Could you switch "stone wall" to "brick wall" in the data from its first line through the line containing "32,34,409,165", leave everything else unchanged, and return only those lines?

-- START --

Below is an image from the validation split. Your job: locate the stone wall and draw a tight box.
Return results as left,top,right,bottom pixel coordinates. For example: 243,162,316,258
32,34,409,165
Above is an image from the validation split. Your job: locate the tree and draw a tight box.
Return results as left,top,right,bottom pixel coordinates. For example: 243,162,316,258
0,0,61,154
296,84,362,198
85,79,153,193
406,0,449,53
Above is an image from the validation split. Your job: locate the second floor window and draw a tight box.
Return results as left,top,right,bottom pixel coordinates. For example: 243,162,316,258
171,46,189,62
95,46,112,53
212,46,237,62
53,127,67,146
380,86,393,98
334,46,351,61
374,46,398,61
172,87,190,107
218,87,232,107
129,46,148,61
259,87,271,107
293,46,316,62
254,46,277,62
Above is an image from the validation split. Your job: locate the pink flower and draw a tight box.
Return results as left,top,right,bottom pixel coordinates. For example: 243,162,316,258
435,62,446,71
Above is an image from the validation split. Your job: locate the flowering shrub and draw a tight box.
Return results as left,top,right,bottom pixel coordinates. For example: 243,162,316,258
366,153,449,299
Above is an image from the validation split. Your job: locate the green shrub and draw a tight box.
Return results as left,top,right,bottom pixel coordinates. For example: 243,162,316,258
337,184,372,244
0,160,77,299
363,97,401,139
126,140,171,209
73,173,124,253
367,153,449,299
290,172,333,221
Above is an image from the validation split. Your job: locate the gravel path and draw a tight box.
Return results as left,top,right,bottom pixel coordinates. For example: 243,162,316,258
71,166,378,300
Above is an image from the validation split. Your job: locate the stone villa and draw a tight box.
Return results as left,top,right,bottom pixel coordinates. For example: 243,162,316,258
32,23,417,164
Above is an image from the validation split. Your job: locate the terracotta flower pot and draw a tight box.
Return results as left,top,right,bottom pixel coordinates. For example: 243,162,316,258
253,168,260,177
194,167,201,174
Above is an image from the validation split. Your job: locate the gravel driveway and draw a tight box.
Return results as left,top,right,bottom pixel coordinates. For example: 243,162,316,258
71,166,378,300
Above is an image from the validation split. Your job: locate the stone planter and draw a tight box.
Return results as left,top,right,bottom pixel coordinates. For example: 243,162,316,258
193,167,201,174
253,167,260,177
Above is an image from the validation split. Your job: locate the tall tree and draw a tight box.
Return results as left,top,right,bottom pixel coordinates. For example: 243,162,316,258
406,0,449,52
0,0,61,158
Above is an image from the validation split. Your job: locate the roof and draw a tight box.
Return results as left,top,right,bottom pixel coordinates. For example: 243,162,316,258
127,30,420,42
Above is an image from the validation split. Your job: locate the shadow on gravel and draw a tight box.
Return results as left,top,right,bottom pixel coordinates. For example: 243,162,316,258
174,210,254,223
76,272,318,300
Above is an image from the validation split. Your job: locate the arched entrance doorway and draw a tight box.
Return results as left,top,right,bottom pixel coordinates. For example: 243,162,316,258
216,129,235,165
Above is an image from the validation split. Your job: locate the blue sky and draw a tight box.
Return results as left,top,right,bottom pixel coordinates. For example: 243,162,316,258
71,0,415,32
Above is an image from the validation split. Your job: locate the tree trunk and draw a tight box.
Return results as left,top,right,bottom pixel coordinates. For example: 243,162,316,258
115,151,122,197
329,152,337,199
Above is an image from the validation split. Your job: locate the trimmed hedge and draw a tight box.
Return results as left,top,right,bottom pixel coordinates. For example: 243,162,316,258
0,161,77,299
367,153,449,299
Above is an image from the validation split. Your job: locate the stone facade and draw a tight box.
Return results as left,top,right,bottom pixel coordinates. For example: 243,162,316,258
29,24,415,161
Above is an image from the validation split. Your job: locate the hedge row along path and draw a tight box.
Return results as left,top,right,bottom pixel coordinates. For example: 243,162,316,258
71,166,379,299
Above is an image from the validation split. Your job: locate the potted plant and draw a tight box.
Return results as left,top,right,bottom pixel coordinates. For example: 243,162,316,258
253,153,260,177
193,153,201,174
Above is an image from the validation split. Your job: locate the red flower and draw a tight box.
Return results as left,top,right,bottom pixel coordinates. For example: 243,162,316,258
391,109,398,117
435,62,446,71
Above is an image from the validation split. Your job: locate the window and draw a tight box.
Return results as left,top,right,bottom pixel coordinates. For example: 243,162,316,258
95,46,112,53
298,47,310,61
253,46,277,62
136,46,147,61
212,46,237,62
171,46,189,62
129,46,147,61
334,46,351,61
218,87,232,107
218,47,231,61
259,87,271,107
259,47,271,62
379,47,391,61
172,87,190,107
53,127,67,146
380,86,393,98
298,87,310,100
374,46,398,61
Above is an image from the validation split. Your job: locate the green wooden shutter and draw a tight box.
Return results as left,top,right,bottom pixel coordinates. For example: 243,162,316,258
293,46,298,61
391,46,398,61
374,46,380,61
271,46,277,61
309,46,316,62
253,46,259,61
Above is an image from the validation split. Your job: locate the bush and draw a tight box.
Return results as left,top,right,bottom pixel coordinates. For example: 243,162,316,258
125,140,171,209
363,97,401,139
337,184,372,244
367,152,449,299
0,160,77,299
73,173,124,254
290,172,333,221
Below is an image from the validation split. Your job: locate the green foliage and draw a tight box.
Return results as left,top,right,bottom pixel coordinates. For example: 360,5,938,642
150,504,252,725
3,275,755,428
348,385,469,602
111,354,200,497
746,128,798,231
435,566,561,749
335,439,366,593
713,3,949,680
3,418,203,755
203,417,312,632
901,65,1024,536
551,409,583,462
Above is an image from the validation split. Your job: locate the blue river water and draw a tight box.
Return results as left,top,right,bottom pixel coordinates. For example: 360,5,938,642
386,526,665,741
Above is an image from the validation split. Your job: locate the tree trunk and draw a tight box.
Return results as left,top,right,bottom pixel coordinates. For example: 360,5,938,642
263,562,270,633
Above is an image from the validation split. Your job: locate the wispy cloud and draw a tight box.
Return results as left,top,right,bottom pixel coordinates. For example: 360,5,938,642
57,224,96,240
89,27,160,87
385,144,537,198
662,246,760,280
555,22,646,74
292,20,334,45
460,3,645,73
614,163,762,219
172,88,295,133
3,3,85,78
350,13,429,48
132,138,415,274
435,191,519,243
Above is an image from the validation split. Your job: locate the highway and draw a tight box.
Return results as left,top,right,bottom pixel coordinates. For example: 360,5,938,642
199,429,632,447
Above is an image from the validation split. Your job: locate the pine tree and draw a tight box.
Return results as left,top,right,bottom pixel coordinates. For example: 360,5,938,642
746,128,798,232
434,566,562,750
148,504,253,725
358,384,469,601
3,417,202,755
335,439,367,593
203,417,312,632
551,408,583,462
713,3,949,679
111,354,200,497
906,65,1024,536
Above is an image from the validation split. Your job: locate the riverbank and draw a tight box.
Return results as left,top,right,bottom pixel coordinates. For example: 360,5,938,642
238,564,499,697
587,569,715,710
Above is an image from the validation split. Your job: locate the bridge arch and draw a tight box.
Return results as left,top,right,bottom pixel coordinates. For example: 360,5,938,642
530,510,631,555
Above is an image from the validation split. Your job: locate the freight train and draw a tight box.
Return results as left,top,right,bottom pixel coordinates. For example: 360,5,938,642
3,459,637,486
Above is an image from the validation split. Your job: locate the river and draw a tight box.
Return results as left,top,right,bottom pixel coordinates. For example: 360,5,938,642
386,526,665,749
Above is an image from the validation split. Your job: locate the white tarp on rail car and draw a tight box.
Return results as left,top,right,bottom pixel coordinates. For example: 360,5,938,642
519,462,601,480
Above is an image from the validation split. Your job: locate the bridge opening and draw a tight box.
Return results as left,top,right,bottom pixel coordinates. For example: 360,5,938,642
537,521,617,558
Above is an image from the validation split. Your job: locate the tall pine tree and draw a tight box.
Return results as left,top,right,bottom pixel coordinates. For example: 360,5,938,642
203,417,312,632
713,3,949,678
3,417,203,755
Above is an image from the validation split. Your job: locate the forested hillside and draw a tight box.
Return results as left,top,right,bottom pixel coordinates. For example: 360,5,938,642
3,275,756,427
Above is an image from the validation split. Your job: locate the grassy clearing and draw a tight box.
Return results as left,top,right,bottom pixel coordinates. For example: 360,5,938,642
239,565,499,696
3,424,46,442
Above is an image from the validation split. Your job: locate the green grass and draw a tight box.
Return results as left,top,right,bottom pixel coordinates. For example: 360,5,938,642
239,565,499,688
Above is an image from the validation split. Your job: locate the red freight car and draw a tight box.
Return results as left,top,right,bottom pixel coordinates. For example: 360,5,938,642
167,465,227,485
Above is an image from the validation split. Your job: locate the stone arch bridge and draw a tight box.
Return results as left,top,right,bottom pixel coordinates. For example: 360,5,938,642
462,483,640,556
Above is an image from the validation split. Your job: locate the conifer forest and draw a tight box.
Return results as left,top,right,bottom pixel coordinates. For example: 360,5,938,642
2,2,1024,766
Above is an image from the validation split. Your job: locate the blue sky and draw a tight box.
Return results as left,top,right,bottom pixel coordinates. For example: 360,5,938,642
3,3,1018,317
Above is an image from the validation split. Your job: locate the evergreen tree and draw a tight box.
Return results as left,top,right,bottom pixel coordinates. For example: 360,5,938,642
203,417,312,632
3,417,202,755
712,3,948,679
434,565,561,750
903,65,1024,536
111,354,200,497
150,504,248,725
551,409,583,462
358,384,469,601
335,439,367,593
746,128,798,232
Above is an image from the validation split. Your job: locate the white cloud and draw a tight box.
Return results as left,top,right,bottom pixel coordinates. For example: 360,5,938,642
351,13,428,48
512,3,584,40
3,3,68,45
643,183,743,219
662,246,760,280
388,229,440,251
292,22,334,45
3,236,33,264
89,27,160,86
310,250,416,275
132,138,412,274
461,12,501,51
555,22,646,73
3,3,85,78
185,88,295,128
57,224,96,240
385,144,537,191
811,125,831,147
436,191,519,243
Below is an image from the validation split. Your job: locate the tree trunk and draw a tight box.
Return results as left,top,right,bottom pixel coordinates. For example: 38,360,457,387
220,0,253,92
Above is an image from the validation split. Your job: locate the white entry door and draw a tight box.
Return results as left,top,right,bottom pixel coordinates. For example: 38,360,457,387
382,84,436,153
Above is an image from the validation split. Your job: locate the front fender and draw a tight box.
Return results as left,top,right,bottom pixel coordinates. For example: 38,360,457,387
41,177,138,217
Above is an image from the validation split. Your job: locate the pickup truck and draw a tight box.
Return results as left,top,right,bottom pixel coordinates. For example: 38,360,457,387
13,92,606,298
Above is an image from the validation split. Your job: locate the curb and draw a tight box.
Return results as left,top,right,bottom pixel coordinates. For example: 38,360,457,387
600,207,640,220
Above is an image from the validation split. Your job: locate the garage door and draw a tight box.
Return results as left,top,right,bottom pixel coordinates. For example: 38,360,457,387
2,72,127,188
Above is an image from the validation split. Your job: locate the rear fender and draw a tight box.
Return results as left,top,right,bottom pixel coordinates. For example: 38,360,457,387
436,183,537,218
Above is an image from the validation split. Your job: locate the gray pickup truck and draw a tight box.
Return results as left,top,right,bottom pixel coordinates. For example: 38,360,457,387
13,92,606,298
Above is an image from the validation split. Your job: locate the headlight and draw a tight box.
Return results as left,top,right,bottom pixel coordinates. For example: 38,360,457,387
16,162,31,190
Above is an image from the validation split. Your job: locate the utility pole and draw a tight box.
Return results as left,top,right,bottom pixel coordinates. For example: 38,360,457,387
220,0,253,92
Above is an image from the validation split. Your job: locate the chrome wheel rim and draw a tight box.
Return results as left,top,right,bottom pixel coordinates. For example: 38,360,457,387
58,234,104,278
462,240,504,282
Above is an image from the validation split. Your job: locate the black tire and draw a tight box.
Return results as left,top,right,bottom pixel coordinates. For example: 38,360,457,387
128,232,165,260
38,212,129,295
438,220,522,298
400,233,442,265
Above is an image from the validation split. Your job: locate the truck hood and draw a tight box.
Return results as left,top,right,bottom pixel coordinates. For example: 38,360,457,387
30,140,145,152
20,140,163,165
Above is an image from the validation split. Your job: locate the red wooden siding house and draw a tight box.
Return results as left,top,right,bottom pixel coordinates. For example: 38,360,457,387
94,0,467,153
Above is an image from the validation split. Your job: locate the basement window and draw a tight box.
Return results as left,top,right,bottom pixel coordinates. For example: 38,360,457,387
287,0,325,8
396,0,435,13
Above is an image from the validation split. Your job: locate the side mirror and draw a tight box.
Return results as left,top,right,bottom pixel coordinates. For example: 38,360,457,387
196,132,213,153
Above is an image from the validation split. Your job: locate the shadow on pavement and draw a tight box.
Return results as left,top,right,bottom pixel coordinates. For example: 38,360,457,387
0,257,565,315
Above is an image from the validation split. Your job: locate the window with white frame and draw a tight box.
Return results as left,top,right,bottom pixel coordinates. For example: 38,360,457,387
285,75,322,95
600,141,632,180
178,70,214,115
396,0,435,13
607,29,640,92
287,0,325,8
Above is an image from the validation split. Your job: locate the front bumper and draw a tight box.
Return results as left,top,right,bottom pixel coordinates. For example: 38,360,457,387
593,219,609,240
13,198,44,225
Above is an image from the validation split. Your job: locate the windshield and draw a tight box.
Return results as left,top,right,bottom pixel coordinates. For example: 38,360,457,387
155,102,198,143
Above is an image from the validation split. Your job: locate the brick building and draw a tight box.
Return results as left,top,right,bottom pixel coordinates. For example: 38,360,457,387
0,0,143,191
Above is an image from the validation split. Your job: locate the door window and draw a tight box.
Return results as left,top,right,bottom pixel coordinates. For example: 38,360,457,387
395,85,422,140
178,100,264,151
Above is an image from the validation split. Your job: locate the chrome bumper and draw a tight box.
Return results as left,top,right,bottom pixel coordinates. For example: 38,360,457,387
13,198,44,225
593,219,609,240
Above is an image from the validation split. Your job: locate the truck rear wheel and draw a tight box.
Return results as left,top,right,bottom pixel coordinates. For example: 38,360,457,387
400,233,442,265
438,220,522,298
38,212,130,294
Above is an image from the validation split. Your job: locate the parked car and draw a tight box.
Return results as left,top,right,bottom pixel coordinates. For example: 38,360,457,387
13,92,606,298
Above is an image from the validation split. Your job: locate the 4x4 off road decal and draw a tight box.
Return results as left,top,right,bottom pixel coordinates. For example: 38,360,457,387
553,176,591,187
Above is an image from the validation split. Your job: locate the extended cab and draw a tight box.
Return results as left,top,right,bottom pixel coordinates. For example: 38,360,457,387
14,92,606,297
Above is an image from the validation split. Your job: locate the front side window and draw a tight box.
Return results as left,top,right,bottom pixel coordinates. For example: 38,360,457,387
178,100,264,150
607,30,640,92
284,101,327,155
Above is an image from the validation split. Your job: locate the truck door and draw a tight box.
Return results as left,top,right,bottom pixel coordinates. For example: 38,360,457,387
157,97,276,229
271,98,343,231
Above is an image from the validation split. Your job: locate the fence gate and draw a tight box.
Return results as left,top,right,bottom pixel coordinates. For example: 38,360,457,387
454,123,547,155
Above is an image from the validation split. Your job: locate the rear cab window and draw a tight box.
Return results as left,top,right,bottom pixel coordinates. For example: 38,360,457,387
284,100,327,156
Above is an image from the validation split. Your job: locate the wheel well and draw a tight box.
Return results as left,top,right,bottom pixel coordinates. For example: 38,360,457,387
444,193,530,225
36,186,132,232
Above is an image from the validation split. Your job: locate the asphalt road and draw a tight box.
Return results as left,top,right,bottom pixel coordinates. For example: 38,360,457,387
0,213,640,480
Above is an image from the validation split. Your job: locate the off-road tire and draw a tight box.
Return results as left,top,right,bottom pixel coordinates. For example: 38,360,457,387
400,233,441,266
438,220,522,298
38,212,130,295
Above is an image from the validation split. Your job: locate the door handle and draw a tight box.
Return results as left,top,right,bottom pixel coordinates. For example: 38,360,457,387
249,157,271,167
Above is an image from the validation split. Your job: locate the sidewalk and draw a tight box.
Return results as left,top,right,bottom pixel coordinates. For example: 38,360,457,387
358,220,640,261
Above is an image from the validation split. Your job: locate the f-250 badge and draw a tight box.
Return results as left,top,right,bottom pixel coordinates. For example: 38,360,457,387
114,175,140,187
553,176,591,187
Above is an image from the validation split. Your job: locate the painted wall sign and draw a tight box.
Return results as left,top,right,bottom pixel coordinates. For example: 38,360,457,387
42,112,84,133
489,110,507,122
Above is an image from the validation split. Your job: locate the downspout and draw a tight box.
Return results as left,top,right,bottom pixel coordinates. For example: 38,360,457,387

-- END --

EXERCISE RESPONSE –
Below is an image from the validation split. Your job: locate the brick wall and draw a tight box.
Return results as left,top,right,bottom pixel coordinates. For example: 243,162,316,258
32,34,409,165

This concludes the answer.